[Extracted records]
● ● ●

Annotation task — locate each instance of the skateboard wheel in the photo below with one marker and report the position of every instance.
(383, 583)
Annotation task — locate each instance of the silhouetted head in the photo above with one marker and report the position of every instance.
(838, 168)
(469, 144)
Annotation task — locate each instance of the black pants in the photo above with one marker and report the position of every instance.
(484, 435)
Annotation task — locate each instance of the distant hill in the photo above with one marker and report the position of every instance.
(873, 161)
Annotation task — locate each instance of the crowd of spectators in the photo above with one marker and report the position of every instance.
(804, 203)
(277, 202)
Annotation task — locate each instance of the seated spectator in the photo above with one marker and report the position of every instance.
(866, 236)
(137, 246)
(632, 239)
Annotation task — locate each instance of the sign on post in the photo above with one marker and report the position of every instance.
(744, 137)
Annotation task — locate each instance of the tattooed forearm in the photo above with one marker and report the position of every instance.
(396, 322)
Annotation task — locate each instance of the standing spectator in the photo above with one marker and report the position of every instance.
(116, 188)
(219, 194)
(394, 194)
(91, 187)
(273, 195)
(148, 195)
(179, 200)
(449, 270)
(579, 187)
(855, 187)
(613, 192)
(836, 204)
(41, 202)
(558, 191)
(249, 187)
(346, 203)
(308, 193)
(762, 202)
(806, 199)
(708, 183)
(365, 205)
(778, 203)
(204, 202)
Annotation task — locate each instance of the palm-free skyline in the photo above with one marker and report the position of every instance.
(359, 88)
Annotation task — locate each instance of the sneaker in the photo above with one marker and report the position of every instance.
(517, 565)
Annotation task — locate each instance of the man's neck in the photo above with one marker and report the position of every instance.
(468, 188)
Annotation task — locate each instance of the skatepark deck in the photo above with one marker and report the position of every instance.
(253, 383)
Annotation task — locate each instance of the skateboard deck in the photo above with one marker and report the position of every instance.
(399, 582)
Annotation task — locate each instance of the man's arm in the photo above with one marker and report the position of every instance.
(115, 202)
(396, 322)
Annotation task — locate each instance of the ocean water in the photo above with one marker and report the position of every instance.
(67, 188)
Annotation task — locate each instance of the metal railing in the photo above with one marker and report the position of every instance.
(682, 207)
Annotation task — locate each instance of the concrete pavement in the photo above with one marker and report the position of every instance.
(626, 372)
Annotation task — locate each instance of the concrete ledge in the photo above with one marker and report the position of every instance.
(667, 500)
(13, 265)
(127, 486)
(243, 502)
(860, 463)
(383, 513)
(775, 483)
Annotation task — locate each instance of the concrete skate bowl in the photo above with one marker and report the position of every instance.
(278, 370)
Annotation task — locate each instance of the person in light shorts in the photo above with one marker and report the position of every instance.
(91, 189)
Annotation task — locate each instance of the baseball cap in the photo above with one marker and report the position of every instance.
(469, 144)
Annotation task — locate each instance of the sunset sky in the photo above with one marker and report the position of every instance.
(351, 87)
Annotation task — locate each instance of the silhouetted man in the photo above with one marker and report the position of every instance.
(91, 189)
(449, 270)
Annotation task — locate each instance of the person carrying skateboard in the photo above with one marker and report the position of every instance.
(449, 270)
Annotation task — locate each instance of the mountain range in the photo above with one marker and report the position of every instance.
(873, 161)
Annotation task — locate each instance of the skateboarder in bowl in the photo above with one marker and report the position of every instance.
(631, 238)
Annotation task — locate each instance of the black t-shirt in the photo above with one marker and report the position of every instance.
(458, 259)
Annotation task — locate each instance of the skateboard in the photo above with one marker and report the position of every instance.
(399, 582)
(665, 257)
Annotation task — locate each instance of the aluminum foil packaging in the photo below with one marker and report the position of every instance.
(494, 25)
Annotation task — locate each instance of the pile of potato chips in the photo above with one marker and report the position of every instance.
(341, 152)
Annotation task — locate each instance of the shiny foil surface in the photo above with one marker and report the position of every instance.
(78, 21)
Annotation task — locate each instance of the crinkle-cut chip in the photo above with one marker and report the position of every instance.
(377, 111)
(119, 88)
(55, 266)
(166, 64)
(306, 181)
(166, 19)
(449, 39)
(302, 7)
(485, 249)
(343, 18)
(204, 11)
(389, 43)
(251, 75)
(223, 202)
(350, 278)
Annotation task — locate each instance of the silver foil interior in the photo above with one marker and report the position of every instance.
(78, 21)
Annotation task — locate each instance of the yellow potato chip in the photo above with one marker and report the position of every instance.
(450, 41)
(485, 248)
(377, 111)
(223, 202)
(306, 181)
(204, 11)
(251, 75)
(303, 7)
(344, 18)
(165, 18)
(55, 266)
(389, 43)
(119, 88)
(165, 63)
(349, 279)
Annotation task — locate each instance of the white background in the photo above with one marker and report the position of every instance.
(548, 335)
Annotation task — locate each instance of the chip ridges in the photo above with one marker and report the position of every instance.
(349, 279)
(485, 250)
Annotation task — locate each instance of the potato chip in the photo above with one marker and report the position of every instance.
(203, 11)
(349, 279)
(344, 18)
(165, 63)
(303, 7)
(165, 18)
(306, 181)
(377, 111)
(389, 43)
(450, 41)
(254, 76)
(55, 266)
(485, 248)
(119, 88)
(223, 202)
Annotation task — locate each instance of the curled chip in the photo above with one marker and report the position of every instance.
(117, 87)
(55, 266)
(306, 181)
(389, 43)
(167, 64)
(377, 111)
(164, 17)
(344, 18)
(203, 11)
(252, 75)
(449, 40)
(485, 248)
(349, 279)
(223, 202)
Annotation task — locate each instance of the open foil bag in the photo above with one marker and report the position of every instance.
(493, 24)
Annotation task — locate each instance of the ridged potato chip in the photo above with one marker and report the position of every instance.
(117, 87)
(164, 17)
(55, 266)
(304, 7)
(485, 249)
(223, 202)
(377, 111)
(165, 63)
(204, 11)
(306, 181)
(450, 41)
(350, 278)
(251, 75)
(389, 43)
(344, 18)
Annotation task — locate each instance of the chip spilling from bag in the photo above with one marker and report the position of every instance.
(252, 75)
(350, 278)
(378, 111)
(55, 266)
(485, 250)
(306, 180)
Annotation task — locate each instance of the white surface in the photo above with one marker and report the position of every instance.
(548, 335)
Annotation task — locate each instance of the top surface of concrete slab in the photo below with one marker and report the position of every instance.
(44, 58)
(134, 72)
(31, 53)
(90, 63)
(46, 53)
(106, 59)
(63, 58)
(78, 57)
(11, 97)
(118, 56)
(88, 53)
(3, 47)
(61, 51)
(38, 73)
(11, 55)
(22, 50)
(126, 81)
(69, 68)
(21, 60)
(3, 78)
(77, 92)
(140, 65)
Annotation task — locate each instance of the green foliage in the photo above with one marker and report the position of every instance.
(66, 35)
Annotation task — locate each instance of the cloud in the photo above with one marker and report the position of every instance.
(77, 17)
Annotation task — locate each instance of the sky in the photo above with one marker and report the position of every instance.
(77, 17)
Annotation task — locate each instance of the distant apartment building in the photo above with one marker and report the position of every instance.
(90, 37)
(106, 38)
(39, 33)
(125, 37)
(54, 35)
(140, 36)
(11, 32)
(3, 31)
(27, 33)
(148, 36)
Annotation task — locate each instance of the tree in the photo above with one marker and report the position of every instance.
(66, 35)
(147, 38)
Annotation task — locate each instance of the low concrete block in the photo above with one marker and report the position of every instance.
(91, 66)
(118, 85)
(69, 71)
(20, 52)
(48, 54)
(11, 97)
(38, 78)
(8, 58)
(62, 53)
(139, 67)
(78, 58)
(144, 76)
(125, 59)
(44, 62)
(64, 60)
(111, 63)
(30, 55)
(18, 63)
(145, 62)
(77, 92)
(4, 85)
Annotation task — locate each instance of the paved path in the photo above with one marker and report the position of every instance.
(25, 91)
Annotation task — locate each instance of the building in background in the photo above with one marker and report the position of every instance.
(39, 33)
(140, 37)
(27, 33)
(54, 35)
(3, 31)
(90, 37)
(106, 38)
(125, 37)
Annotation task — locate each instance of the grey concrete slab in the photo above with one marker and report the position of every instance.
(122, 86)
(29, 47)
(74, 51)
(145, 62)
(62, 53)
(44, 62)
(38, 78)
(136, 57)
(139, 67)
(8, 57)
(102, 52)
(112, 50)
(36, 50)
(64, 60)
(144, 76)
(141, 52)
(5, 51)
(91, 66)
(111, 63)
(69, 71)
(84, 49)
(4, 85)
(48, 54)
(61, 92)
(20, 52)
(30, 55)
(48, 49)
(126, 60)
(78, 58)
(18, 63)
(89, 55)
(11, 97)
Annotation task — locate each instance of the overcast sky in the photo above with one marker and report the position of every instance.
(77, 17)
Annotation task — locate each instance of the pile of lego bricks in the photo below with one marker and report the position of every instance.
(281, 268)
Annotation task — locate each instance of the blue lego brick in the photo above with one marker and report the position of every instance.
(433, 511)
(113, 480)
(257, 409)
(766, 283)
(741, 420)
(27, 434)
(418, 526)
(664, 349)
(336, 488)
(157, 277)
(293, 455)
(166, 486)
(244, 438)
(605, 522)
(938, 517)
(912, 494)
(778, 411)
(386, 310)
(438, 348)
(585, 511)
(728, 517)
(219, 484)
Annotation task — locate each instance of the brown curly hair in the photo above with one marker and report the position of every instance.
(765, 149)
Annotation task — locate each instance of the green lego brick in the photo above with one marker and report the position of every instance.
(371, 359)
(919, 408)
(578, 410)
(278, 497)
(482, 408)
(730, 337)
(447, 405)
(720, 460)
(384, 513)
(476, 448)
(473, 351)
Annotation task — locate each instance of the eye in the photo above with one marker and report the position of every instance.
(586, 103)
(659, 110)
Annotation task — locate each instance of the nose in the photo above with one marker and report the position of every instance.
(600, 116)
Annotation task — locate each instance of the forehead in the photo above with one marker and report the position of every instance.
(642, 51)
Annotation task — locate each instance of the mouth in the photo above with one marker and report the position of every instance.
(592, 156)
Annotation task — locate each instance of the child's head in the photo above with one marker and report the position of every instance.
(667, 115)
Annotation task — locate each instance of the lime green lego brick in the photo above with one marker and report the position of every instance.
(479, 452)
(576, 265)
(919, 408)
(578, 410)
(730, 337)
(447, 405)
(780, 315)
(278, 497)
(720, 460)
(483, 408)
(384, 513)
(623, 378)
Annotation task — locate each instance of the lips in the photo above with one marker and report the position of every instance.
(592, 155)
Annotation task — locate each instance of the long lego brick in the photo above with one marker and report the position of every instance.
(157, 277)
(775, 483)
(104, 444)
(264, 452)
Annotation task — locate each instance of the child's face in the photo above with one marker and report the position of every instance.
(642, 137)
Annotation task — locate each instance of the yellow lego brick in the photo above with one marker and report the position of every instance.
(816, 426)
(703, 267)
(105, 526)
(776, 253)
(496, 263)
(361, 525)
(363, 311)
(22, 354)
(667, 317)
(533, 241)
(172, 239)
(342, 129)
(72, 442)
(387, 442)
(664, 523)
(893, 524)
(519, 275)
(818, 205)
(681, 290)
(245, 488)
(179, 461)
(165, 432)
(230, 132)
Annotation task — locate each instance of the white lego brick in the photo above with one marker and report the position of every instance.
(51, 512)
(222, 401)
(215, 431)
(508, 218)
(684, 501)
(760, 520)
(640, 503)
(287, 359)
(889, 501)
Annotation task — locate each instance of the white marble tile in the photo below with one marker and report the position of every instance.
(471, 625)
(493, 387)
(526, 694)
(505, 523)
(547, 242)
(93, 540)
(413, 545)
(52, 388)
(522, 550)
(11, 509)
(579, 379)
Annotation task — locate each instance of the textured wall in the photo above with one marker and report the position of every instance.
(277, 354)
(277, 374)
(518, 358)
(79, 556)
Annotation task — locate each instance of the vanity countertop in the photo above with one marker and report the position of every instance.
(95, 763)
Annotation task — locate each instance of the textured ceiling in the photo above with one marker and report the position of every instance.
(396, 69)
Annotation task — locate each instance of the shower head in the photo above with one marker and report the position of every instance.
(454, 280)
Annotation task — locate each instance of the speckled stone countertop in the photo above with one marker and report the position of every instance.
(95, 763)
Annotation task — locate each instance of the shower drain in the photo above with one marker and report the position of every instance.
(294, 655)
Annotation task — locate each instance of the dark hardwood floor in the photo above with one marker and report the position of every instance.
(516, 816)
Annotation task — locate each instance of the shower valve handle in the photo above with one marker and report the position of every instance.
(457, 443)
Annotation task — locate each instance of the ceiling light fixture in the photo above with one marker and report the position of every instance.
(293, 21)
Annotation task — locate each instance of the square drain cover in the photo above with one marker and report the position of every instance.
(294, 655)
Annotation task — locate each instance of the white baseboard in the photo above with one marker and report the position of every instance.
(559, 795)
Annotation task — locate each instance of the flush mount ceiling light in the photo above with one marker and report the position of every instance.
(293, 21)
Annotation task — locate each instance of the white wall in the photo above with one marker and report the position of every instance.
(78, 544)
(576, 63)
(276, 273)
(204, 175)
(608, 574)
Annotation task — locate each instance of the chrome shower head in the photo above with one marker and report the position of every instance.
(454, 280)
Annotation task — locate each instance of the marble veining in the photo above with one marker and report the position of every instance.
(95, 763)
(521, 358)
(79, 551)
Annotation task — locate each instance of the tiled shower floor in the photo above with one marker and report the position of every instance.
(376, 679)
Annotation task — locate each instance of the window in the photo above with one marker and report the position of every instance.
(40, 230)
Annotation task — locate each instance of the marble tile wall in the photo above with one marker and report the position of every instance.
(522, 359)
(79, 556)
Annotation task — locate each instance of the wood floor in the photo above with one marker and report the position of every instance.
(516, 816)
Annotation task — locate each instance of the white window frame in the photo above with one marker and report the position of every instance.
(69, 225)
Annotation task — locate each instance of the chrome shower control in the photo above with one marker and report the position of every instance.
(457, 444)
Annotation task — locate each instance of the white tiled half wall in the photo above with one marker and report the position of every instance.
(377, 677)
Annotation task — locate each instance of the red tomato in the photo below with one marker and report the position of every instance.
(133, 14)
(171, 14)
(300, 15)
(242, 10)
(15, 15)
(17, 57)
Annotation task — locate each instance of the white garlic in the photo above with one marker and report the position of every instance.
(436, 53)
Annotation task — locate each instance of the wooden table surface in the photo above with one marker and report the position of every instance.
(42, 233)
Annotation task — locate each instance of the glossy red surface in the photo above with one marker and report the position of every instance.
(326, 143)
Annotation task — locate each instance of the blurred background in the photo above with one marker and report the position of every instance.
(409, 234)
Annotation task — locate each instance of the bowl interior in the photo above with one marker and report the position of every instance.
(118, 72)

● ● ●

- _EXERCISE_
Transcribe the material above word for word, beginning with the line that contains "Annotation task — locate each instance of the marble tile" and continuing through the end of the material.

- _RESPONSE FOR THIS EXERCISE_
Annotation task — locate each instance of the marble tile wall in the photo above with one marker and report the position of every instance.
(522, 359)
(79, 556)
Annotation task — locate each instance of the wood floor in the photo above with one marker and report the position of every instance.
(516, 816)
Annotation task — locate each instance of the white window frame in the photo above with one marker and report the position of every instance.
(69, 225)
Annotation task — locate each instance of the chrome shower control in the photo above with one marker and report the position of every instance.
(457, 444)
Annotation task — locate each instance of the white tiled half wall in the photo above with one marker and report the position of every instance.
(377, 677)
Annotation task — locate each instance of the red tomato in the photo below with one marker and report the position of every instance.
(133, 14)
(171, 14)
(300, 15)
(242, 10)
(15, 15)
(17, 57)
Annotation task — locate each instance of the white garlic in the photo above with one marker and report the position of every instance.
(436, 53)
Annotation task — locate each instance of the wooden table surface in the photo above with one marker and report the position of every instance.
(42, 233)
Annotation task — locate each instance of the glossy red surface in the photo above with one marker and report the position of every instance.
(326, 143)
Annotation task — locate each instance of the blurred background in the photo above with one marker and report the position of every instance.
(409, 234)
Annotation task — locate each instance of the bowl interior in the photo above with one marker and report the position of every instance.
(118, 72)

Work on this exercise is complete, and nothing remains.